Work required - Retype exactly the lines that run from the start of the data to the line holding "Target = bush", including both, and only those.

[[ Source records, beginning ]]

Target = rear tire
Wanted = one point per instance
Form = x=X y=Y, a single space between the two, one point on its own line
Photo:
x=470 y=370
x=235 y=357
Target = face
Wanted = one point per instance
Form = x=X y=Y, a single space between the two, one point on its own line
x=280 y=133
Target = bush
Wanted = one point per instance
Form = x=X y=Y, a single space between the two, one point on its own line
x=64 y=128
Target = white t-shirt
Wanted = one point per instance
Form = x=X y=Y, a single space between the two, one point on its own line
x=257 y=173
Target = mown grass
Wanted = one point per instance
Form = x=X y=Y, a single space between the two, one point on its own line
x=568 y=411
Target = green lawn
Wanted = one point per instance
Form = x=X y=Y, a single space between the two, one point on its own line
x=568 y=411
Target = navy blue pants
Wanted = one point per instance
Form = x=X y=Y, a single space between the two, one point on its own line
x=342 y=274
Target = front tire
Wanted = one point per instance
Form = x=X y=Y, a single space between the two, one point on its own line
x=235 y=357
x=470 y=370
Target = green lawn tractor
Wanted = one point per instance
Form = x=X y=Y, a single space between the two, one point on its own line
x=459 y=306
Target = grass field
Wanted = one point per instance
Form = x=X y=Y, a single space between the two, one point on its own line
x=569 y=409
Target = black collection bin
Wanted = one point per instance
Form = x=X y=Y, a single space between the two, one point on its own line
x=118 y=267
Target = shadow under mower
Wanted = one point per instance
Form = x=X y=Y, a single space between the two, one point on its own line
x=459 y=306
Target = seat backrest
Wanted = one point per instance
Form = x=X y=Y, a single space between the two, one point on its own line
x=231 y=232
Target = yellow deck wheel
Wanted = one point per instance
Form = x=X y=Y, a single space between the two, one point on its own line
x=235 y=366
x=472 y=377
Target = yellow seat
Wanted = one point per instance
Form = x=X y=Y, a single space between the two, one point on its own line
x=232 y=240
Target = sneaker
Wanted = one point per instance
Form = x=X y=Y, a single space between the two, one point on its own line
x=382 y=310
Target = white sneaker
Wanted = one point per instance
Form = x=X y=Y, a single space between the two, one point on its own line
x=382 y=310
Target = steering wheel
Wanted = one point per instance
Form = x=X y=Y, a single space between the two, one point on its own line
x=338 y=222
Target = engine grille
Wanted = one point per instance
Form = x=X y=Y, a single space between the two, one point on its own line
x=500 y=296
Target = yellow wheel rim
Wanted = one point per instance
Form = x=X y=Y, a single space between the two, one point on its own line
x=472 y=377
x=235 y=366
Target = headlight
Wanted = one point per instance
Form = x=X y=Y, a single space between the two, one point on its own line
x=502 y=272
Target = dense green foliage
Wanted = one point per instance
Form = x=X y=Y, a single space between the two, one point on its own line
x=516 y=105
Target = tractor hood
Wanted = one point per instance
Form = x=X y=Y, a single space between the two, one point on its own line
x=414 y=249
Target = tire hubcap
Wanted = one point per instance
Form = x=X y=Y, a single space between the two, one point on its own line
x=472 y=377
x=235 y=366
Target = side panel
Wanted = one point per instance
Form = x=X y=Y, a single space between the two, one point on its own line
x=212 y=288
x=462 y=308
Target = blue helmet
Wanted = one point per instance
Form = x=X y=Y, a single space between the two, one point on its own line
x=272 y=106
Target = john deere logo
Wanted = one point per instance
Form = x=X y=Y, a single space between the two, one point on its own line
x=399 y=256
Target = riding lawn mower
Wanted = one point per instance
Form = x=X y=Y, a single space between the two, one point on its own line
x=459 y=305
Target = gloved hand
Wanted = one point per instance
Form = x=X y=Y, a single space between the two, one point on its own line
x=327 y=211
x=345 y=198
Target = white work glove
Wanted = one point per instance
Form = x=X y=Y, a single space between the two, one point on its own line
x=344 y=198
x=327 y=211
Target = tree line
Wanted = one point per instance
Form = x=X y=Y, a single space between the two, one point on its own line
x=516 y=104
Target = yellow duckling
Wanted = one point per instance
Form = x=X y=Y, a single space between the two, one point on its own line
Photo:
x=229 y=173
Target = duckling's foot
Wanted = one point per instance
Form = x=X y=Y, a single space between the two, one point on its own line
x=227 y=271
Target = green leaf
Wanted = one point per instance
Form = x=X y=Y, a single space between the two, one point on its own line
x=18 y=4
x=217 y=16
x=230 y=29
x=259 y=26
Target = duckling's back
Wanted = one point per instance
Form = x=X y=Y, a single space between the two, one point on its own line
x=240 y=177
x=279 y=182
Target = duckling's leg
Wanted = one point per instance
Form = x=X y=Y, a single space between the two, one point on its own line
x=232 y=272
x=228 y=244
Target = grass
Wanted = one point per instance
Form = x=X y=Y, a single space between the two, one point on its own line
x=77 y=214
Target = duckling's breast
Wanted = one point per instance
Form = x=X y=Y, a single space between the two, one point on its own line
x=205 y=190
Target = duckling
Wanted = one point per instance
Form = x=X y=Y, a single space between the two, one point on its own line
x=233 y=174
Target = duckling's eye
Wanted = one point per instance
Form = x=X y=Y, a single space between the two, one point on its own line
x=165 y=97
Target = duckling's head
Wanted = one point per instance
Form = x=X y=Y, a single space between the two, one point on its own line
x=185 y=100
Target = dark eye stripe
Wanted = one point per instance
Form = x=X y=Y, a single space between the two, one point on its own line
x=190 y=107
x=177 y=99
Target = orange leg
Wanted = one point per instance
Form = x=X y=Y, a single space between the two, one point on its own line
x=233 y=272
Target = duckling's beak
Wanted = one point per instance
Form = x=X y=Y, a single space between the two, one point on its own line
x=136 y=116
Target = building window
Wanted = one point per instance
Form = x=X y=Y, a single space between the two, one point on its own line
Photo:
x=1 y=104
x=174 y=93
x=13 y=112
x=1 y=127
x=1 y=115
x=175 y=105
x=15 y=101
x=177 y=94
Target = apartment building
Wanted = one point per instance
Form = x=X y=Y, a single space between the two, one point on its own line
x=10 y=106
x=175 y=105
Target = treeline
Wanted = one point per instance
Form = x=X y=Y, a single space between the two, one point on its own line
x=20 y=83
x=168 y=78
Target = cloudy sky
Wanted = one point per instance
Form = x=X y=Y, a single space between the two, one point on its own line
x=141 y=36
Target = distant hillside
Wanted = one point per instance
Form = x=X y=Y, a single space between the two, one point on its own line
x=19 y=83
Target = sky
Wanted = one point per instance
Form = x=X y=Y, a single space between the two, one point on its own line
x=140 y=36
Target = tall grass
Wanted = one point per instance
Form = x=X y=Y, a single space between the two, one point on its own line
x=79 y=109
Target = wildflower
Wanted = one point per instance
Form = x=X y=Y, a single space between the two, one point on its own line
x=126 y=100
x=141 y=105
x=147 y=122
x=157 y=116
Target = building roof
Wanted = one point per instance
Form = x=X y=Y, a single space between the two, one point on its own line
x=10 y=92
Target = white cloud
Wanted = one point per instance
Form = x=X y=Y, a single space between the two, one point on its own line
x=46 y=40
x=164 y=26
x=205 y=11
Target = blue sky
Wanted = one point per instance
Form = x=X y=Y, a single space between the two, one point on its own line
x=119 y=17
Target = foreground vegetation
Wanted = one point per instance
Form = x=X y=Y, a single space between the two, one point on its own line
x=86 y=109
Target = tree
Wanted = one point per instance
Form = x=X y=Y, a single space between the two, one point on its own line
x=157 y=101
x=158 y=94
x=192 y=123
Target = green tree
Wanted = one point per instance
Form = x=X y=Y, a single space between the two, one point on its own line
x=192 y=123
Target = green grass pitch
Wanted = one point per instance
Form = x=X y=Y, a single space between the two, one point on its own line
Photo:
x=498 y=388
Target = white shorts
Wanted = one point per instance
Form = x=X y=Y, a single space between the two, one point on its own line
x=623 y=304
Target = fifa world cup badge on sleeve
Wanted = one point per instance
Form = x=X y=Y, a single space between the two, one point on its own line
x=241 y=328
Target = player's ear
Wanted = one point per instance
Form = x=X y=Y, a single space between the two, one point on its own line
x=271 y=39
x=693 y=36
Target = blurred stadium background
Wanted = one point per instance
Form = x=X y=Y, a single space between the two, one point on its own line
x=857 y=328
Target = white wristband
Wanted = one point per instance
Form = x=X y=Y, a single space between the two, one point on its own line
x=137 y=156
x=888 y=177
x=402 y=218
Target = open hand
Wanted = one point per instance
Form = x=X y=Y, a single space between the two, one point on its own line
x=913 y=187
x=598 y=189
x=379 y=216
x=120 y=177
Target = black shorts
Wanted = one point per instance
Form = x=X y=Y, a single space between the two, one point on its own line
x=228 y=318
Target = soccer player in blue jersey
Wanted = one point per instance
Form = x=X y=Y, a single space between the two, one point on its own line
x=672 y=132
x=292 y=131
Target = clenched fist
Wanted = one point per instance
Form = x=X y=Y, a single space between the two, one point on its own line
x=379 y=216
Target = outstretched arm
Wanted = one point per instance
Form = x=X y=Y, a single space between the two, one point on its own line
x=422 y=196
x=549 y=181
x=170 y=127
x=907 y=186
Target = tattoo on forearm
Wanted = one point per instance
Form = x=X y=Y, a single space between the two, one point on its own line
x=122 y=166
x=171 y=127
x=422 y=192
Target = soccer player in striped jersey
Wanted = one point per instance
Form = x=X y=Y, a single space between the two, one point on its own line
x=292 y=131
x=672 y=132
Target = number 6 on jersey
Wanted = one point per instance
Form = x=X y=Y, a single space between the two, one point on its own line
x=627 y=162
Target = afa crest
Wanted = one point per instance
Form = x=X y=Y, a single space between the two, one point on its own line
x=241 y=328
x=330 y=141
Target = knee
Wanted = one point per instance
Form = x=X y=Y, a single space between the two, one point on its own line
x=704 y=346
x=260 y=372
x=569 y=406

[[ Source records, end ]]

Result for this exercise -
Target = rear tire
Wanted = one point per instance
Form = x=X y=Y, a single space between the two, one point on its own line
Photo:
x=470 y=370
x=235 y=357
Target = face
Wanted = one point per instance
Form = x=X y=Y, a single space between the two, one point on its own line
x=280 y=133
Target = bush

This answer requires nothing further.